─── Texte extrait
Santiago du Chili, 3 décembre 2010. (Ecocéanos News) – Les spécialistes de deux prestigieux laboratoires européens, Newfoundland Marine Group et Aqua-Lab AS, ont certifié que le saumon chilien de mauvaise qualité vendu par Multiexport à l’entreprise danoise Vega Salmon, n’était pas apte à être destiné à la consommation humaine. Les analyses et les nécropsies de quelques uns des exemplaires faites par les spécialistes européens ont établi qu’avant d’être intégré dans le processus de commercialisation, les saumons étaient malades ou morts.
──────
─── Lignes extraites
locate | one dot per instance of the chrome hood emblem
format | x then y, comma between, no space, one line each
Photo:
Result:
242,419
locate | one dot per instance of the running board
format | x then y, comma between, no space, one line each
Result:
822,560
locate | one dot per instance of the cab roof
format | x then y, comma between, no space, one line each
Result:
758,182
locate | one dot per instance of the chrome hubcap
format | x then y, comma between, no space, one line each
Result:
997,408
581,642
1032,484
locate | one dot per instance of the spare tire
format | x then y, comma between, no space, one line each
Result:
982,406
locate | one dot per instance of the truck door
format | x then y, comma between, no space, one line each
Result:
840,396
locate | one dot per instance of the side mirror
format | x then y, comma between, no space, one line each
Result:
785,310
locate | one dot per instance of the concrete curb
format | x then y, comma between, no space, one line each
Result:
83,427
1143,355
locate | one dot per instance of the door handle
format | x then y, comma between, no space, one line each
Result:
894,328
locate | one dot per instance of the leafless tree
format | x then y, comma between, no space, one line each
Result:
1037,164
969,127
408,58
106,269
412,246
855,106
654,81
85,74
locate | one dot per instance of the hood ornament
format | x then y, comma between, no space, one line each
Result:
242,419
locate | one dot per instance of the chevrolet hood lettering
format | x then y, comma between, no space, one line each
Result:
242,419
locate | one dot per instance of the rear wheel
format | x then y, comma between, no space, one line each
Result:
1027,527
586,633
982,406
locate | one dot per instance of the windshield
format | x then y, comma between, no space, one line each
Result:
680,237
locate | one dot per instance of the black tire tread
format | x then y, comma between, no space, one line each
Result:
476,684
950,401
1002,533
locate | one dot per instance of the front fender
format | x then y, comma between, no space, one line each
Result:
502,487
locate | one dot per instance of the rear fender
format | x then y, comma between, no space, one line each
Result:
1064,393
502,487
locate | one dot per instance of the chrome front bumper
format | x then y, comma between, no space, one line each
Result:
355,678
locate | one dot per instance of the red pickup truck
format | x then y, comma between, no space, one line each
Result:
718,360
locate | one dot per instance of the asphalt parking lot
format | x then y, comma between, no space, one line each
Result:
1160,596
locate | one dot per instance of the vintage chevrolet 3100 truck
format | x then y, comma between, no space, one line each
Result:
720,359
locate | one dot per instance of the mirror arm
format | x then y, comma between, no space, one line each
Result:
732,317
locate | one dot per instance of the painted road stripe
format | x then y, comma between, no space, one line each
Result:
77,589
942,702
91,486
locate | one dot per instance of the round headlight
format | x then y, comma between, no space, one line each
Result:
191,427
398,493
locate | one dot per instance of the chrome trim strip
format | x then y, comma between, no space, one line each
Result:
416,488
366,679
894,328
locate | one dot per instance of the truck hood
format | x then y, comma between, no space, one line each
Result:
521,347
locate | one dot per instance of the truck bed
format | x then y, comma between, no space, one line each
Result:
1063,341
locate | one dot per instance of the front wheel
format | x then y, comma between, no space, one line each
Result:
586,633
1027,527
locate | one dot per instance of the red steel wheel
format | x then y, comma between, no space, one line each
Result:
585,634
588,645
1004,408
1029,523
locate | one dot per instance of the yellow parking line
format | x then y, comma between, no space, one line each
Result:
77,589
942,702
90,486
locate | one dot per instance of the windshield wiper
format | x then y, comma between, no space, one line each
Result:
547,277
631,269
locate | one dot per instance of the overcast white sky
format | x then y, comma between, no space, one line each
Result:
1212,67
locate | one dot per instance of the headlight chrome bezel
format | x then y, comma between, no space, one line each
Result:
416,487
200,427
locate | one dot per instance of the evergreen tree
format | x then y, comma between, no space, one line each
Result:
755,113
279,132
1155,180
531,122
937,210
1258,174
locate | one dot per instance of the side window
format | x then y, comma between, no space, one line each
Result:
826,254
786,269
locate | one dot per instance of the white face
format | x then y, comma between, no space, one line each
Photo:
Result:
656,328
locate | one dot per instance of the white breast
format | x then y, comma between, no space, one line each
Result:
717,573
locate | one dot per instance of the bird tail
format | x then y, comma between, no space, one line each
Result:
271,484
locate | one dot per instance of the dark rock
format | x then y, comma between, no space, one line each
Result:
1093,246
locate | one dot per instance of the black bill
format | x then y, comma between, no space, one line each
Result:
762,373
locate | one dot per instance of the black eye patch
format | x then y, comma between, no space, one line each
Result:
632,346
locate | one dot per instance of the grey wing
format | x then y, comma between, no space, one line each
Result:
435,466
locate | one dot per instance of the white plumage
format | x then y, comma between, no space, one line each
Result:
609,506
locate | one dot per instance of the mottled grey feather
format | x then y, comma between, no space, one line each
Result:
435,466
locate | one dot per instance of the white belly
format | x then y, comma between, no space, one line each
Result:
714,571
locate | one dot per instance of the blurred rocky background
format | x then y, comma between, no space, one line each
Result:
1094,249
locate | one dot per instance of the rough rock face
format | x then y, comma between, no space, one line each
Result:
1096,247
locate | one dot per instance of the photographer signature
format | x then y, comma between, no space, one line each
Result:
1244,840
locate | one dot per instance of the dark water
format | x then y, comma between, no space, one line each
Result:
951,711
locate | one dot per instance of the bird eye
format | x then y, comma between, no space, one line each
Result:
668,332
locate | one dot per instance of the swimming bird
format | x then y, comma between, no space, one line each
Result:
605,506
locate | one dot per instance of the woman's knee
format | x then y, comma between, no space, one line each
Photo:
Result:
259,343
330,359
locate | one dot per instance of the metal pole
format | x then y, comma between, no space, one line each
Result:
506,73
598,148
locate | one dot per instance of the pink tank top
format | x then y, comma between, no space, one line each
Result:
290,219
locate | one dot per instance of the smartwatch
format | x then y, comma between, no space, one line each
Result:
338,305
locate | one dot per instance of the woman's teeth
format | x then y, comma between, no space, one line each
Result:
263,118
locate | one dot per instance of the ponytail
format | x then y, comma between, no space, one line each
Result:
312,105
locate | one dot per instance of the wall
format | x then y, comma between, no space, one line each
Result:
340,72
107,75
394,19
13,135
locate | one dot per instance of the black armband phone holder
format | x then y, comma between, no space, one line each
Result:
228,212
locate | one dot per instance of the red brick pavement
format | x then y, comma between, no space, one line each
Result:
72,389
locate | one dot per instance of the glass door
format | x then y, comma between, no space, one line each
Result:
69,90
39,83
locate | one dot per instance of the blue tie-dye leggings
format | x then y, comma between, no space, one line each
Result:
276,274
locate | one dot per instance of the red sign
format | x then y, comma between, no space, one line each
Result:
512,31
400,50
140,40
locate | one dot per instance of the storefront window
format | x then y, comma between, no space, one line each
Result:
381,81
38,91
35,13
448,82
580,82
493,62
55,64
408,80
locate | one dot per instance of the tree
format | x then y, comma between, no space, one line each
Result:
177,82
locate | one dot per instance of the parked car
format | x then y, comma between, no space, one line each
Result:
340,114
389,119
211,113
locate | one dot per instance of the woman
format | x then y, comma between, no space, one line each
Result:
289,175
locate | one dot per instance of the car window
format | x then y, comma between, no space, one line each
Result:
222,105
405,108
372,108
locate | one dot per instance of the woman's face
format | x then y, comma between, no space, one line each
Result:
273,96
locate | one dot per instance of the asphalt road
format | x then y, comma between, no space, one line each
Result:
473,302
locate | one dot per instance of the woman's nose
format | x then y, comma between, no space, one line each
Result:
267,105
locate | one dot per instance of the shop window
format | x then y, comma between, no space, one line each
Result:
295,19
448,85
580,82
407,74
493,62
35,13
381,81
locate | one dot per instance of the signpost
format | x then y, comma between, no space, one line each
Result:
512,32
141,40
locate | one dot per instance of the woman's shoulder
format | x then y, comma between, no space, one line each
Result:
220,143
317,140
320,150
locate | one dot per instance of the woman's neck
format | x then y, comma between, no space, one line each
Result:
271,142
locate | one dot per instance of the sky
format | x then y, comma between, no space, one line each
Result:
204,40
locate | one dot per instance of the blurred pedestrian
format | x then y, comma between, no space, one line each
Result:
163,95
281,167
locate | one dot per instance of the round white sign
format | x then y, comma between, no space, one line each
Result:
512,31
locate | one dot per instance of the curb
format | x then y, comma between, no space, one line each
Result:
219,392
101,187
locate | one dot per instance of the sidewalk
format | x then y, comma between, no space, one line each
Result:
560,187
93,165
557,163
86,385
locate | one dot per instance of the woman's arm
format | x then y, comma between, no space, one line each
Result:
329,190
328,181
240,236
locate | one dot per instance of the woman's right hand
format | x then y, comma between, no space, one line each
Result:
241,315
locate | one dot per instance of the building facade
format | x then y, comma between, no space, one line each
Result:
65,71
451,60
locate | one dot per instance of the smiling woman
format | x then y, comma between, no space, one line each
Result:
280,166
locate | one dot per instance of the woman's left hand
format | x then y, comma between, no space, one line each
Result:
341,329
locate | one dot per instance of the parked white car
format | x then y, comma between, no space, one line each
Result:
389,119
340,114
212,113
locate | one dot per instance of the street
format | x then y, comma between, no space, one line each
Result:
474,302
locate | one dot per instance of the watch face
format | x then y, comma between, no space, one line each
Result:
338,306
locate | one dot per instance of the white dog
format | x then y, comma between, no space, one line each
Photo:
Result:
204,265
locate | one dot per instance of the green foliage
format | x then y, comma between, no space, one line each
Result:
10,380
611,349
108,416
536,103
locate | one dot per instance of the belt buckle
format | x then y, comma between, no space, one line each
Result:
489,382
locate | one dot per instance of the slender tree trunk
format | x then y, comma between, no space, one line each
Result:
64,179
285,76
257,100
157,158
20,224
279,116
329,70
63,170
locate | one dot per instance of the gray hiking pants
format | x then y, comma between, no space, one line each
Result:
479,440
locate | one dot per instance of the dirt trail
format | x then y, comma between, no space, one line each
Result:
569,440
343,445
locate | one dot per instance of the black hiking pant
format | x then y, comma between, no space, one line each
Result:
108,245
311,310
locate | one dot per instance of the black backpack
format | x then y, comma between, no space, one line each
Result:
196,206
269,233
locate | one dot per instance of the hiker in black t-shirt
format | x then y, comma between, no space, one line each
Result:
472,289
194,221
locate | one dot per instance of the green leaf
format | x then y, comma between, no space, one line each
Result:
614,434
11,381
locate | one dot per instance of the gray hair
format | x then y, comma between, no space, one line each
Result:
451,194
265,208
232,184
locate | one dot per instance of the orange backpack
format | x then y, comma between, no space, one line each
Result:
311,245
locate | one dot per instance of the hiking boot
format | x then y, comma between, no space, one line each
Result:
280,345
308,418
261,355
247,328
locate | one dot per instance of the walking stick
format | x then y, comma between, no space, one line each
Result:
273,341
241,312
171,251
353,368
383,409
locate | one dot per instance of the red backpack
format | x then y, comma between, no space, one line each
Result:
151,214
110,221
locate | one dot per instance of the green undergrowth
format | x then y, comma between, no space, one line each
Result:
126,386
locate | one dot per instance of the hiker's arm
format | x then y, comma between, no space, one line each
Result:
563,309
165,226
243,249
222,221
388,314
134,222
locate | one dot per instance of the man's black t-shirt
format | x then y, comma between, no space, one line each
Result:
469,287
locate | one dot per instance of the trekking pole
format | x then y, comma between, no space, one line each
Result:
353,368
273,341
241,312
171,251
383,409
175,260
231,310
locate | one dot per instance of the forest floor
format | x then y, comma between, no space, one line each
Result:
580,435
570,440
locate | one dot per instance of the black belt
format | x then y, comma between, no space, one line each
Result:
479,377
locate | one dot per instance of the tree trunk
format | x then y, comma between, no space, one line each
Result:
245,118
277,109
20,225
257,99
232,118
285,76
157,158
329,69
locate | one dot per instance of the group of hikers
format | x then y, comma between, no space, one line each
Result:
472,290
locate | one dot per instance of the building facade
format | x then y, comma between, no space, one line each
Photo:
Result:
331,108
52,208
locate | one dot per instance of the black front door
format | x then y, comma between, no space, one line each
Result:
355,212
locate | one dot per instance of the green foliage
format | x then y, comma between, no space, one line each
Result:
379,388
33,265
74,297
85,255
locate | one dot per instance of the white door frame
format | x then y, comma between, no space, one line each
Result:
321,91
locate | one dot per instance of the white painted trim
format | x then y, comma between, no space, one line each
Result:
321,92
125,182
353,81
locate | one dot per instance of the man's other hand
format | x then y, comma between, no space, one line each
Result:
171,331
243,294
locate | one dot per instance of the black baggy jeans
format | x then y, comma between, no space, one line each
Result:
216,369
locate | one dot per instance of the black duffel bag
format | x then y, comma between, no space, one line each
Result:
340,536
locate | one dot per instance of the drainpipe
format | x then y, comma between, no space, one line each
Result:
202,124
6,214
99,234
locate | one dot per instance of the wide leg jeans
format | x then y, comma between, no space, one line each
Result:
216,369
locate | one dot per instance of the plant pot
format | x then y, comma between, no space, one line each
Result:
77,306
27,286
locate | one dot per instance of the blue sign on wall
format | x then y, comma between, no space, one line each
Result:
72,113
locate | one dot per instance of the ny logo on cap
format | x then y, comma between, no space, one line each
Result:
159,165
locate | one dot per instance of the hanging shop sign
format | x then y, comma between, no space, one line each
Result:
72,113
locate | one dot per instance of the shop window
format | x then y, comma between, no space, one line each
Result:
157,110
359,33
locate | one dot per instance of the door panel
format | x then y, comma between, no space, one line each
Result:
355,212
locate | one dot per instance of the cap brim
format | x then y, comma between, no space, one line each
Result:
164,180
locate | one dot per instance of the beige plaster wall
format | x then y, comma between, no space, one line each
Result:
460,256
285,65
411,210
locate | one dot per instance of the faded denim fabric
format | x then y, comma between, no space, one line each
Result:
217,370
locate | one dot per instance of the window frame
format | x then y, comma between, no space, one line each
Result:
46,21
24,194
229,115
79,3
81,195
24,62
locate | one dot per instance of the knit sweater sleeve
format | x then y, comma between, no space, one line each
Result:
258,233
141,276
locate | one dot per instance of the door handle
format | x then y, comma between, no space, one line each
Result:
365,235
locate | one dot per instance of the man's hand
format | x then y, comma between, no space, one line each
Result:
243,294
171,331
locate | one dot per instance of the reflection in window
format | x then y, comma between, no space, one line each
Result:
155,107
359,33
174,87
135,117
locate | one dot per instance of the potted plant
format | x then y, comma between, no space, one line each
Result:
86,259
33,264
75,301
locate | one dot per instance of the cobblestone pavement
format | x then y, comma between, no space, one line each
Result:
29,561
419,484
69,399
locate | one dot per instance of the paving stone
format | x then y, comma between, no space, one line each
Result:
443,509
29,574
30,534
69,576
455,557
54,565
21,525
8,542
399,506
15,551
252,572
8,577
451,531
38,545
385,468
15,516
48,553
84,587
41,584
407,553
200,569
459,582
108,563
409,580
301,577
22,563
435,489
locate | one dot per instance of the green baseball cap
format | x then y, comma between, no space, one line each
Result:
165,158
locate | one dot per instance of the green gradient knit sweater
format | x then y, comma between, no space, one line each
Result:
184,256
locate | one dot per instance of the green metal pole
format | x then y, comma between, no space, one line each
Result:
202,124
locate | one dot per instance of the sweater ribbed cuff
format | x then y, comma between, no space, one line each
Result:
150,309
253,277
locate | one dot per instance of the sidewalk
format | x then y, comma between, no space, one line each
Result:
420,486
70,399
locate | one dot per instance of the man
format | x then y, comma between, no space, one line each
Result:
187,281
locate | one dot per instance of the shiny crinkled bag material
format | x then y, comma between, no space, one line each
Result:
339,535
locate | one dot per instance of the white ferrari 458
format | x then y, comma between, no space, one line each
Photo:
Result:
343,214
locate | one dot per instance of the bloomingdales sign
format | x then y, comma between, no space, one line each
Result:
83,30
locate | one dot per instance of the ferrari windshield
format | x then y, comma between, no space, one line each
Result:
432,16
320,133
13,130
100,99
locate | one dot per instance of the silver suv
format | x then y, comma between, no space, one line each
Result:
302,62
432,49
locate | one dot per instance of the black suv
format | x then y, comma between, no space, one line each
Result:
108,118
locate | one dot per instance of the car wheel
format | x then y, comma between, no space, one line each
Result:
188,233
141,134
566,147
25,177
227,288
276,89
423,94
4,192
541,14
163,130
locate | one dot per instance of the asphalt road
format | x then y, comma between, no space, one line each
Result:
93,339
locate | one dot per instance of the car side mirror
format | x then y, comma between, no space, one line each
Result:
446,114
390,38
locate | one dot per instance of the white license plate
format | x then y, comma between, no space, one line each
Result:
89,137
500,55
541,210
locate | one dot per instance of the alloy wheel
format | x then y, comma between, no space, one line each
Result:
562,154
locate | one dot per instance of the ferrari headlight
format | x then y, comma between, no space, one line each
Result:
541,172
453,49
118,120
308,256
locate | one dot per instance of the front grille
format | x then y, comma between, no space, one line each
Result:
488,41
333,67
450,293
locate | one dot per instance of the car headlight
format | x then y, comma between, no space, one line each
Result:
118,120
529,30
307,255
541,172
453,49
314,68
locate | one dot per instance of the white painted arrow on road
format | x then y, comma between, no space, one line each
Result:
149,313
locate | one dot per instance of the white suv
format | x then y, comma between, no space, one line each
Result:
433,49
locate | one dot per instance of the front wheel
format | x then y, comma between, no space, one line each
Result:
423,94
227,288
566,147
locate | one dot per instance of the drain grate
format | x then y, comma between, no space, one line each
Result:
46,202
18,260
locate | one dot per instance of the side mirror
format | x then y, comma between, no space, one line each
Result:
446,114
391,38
──────
> Tâches et exercices:
1. Répondez à ces questions sur l'article sur le saumon chilien :
(a) Quels sont les deux laboratoires européens cités ?
(b) À quelle entreprise Multiexport a-t-il vendu le saumon ?
(c) Selon les analyses, dans quel état se trouvaient les saumons avant d'être intégrés dans le processus de commercialisation ?
2. Recopiez à l'identique le passage de l'article sur le saumon chilien qui commence par les mots "Santiago du Chili, 3" et se termine par "malades ou morts.".
3. Rédigez la suite de l'article sur le saumon chilien, à partir de sa dernière phrase.
Les lignes constituent un ensemble à part, indépendant de l'article sur le saumon chilien.

> Corrigé des exercices:
1.
(a) Newfoundland Marine Group et Aqua-Lab AS.
(b) À l'entreprise danoise Vega Salmon.
(c) Ils étaient malades ou morts.

2.
Santiago du Chili, 3 décembre 2010. (Ecocéanos News) – Les spécialistes de deux prestigieux laboratoires européens, Newfoundland Marine Group et Aqua-Lab AS, ont certifié que le saumon chilien de mauvaise qualité vendu par Multiexport à l’entreprise danoise Vega Salmon, n’était pas apte à être destiné à la consommation humaine. Les analyses et les nécropsies de quelques uns des exemplaires faites par les spécialistes européens ont établi qu’avant d’être intégré dans le processus de commercialisation, les saumons étaient malades ou morts.

3.
Pour cette raison, l’entreprise Multiexport Foods doit faire face à des actions en justice en tant qu’accusée dans la mesure où ces 300 tonnes de saumons inaptes à la consommation humaine ont été vendues en tant que produit « premium » à l’entreprise danoise qui avait payé anticipativement 1 170 550 dollars. Selon l’avocat représentant la compagnie, Francisco Pinochet, « Sernapesca a débuté une enquête. Mais elle s’est trouvée face à quelques difficultés pour obtenir les informations concernant la traçabilité des saumons. Multiexport Foods lui aurait répondu que ces mêmes informations n’étaient plus disponibles du au tremblement de terre de février. Cela pose problème pour savoir exactement dans quelle usine a été opéré le massacre des poissons.
La traçabilité des aliments constitue une des principales exigences des marchés internationaux. En outre, selon le juriste, ces produits ne possèderaient pas le certificat sanitaire du Service National de la Pêche (Sernapesca). Ce certificat restent entre les mains d’entreprises privées. La misión de Sernapesca est de garantir la qualité sanitaire des produits de l’exportation, afin de respecter les conventions sanitaires des pays importateurs de produits de la pêche et de l’aquaculture.
Laboratoires européens….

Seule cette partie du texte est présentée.